» Given information
--------------------------------

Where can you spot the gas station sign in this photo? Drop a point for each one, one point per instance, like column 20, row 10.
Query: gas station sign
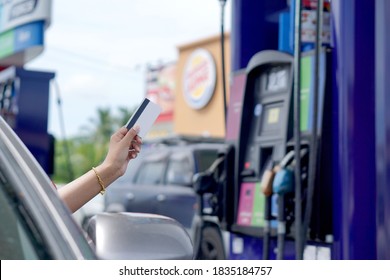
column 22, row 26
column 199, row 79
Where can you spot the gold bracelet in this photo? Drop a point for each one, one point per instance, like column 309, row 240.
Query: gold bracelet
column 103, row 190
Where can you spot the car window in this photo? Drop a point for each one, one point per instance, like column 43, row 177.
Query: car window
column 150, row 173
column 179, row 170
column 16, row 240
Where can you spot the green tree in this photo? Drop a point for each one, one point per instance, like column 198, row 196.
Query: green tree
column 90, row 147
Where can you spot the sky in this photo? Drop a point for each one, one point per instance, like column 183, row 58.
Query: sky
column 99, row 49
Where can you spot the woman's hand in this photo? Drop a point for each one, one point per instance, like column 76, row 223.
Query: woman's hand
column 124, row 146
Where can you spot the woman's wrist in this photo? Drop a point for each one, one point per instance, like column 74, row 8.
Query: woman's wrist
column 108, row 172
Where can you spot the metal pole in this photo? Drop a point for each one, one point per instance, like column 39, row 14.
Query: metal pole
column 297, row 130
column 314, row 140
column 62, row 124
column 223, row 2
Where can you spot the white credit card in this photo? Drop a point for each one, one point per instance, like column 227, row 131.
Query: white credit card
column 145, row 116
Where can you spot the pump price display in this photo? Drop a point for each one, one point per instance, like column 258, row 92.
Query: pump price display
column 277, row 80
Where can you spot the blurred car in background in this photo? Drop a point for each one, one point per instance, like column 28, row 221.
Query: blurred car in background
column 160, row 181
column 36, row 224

--------------------------------

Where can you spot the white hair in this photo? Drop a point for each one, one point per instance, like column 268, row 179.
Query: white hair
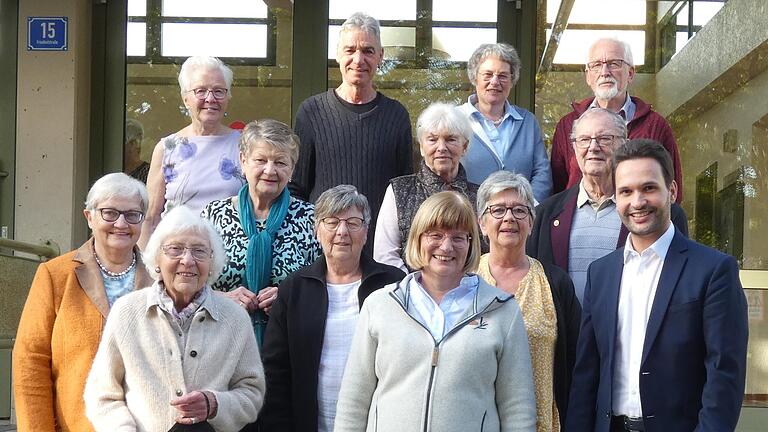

--------------------------------

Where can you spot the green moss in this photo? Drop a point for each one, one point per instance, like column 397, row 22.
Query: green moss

--------------------------------

» Activity
From the data above, copy each line where the string "hair" appears.

» Answer below
Where can you spot the white hair in this photo? Drop a point for each one, one point per instance, like column 268, row 179.
Query: white hair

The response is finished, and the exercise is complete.